## YOUR INSTRUCTIONS
Select every line in the rows that contains the word "white" and copy each one out.

Items from a data source
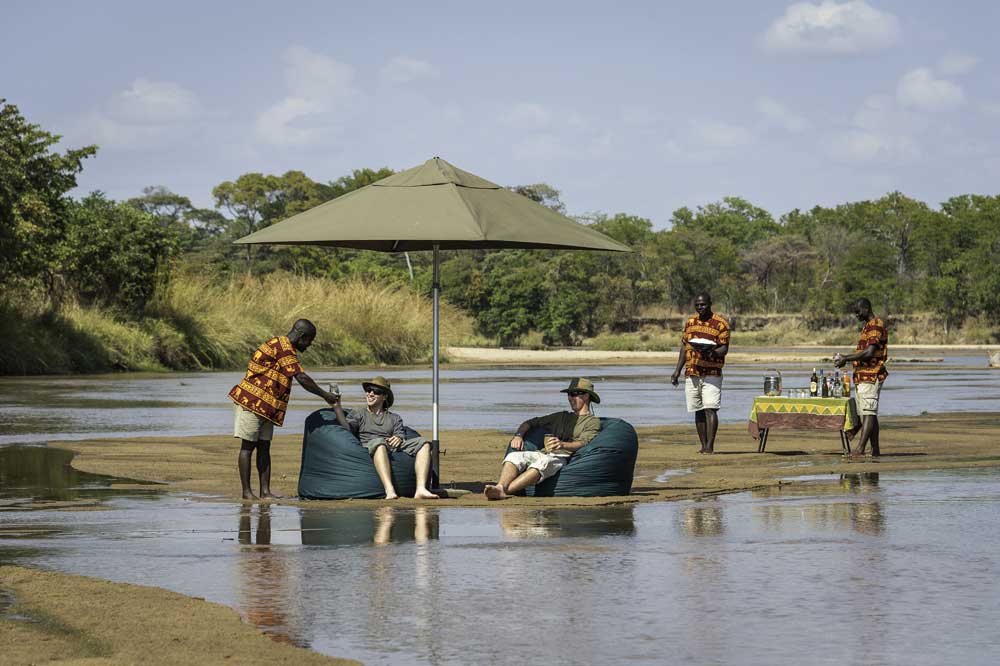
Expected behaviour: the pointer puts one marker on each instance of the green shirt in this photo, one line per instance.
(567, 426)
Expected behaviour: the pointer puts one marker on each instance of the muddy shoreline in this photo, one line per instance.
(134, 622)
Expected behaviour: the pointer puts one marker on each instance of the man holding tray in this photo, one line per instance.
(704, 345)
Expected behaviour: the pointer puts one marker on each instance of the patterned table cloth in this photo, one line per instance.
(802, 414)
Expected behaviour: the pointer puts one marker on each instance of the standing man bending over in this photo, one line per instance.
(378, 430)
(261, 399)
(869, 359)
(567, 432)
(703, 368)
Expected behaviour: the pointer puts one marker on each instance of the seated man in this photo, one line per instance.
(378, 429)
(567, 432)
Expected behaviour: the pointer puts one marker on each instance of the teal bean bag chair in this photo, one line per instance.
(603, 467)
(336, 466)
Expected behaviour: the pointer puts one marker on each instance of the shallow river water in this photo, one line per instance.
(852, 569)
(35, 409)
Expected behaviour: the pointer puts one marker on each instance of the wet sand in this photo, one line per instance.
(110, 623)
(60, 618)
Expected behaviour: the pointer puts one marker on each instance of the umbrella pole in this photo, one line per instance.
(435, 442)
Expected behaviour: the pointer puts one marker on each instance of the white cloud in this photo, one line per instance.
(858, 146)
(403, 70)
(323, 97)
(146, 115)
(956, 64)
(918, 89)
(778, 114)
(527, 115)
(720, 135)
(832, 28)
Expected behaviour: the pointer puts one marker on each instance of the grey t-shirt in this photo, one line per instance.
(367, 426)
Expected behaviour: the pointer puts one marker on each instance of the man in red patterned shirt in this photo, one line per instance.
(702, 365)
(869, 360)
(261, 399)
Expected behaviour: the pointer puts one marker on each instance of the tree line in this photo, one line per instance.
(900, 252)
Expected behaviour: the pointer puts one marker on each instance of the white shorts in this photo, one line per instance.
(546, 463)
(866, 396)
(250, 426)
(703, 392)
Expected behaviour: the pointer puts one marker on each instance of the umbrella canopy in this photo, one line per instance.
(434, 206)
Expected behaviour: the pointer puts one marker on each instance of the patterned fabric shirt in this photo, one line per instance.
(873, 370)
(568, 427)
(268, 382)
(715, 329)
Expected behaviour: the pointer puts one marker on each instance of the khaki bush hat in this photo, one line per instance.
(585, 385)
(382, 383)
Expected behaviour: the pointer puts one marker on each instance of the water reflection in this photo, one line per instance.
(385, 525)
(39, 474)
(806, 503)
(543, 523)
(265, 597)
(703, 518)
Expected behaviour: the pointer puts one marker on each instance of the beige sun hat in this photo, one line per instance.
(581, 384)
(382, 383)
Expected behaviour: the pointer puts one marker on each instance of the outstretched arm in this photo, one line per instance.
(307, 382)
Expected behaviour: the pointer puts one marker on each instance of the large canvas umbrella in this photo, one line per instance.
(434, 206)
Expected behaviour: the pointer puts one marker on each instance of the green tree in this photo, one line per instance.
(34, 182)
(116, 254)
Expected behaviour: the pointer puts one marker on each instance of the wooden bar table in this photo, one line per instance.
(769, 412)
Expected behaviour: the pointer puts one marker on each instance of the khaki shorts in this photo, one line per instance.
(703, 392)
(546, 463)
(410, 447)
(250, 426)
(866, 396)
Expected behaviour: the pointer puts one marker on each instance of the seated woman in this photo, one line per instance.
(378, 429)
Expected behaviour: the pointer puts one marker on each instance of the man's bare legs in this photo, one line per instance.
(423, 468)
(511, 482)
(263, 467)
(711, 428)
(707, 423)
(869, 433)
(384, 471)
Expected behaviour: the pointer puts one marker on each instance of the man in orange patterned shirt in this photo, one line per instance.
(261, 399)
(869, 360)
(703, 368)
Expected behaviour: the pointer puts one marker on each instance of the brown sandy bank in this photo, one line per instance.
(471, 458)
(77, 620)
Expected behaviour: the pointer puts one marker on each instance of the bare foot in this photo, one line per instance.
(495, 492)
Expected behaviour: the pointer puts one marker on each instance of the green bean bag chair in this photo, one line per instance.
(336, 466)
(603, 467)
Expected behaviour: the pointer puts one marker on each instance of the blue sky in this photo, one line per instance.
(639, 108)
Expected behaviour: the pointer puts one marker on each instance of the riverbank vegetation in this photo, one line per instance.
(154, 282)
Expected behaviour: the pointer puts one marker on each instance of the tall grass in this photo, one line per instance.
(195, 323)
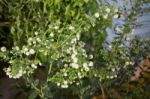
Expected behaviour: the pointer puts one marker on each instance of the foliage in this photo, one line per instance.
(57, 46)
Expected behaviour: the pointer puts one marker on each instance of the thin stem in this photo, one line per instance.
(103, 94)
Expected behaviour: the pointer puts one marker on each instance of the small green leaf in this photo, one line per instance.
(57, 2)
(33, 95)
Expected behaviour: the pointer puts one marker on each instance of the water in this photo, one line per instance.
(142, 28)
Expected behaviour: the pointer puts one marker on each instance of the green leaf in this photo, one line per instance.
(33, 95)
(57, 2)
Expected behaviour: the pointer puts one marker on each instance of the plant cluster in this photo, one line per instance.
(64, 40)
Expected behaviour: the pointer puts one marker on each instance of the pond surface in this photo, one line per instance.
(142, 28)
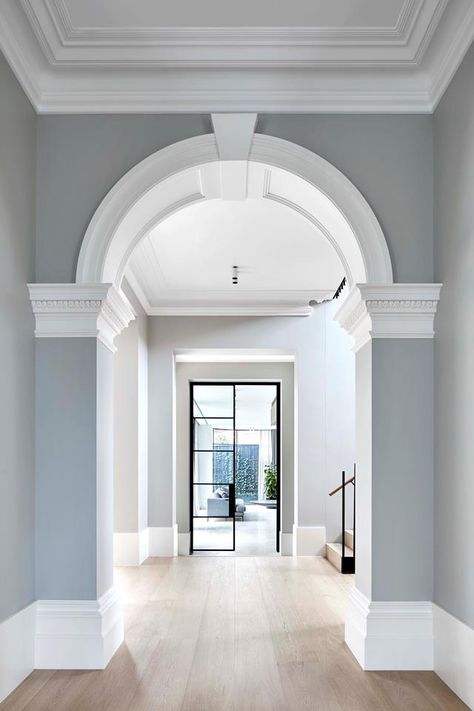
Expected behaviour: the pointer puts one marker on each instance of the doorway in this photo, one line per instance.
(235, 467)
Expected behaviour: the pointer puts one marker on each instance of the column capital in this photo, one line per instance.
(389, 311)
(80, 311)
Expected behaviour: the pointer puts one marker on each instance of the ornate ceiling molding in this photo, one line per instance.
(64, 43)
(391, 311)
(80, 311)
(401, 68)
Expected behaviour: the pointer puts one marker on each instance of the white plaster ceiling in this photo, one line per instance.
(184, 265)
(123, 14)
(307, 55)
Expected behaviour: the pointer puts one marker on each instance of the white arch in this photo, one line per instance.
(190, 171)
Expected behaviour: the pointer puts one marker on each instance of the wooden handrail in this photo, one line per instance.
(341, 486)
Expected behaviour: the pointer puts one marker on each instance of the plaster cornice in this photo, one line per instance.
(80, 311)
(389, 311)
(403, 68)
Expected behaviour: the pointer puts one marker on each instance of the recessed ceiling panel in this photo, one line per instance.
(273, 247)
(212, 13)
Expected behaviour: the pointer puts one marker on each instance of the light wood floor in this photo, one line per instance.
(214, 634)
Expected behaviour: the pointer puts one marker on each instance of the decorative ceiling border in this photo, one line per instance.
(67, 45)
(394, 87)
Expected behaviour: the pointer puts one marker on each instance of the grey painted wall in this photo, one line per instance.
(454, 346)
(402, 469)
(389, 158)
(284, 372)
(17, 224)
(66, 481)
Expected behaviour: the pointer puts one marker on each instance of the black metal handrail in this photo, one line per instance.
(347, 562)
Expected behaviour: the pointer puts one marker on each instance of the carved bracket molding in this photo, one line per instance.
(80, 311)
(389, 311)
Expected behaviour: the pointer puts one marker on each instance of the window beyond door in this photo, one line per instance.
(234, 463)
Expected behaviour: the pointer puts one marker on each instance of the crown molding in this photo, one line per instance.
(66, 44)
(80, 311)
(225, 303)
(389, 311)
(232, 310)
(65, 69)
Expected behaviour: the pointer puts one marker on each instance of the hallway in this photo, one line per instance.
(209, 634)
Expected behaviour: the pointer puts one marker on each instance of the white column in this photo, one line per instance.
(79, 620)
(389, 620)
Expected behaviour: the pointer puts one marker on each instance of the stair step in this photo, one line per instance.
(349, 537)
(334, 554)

==

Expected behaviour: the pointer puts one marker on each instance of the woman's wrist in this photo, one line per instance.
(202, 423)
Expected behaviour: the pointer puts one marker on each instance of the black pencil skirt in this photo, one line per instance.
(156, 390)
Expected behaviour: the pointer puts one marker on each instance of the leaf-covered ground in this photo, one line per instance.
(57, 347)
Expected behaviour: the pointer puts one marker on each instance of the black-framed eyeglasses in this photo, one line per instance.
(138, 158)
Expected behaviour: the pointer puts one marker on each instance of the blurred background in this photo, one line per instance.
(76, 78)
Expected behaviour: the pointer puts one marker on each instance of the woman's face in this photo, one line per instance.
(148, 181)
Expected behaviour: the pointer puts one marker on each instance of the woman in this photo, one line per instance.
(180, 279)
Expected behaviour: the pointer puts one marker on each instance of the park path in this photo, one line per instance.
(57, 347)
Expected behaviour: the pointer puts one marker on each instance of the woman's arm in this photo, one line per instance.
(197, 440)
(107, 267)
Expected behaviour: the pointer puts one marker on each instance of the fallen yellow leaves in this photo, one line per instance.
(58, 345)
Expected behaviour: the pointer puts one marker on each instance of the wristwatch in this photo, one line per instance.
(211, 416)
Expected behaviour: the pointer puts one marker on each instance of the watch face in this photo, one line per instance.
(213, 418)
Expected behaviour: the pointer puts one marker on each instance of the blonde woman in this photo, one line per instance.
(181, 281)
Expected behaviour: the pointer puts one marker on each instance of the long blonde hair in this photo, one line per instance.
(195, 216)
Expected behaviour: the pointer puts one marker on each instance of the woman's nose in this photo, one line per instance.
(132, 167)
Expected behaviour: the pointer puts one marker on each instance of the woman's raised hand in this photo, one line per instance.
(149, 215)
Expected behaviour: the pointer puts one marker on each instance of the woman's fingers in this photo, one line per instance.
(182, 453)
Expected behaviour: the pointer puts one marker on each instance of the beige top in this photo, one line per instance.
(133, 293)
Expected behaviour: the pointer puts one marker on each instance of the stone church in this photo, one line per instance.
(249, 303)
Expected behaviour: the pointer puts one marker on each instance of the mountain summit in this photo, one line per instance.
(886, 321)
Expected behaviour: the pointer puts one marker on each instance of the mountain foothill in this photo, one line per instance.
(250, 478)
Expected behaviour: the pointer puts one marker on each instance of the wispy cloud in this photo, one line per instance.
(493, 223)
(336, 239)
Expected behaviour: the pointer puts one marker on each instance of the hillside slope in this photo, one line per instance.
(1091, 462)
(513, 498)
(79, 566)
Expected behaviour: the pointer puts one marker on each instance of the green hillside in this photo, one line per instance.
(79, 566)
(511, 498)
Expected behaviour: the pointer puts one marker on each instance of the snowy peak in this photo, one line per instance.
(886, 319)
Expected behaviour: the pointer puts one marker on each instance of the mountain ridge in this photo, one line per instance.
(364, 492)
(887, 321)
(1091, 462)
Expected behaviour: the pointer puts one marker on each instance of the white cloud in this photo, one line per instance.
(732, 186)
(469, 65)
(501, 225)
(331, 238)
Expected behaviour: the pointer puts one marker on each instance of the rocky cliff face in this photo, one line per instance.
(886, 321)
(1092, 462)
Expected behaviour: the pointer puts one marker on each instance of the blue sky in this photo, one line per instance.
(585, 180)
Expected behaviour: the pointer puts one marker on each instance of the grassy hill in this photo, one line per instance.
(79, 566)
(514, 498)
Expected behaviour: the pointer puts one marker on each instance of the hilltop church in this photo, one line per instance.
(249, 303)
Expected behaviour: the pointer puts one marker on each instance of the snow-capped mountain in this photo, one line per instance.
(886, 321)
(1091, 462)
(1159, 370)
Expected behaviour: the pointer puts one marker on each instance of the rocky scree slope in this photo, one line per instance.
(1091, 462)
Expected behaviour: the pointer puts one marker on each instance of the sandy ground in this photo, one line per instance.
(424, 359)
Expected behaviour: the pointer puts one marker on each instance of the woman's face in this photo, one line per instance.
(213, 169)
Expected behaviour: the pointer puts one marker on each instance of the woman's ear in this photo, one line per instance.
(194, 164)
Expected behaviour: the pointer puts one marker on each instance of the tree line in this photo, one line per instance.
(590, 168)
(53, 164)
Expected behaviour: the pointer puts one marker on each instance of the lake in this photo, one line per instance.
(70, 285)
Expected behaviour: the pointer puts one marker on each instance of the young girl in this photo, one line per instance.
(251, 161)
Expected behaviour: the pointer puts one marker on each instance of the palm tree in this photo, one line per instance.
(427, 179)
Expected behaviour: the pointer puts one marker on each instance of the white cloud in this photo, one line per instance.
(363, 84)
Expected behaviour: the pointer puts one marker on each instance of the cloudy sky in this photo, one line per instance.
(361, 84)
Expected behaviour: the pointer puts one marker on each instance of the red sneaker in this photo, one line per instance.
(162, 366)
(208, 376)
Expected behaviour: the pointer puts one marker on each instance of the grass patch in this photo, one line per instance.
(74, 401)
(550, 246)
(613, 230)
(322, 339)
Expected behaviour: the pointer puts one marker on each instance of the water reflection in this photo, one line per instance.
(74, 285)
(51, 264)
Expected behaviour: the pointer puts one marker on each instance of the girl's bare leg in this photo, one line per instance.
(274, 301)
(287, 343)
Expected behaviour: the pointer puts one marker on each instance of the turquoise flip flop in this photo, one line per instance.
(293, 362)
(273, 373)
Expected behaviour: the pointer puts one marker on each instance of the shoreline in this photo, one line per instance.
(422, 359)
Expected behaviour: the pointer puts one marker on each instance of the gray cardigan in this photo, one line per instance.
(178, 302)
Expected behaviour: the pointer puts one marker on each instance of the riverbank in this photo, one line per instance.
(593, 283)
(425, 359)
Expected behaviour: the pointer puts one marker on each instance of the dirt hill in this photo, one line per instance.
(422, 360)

---

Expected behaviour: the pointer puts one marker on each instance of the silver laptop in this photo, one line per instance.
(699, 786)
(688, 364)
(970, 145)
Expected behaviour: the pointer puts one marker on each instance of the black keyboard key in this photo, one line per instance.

## RESULT OF THIS EXERCISE
Expected behaviour: the pointer puts one marker on each instance of the white cloud in this photo, one line per instance.
Expected behaviour: the pointer puts one marker on each instance of the white shorts in this photo, one line per instance.
Expected behaviour: the pointer puts one marker on each instance of the white plaster ceiling in this photo, one line per instance.
Expected behaviour: the pointer puts one marker on each instance of the white arch in this photo, one line per instance.
Expected behaviour: the pointer puts one marker on each instance of the white column in this photo, one line per instance.
Expected behaviour: the pointer puts one marker on each instance of the white cloud in this photo, one line per instance.
Expected behaviour: the pointer puts one marker on each instance of the white cloud in this photo, one line per instance.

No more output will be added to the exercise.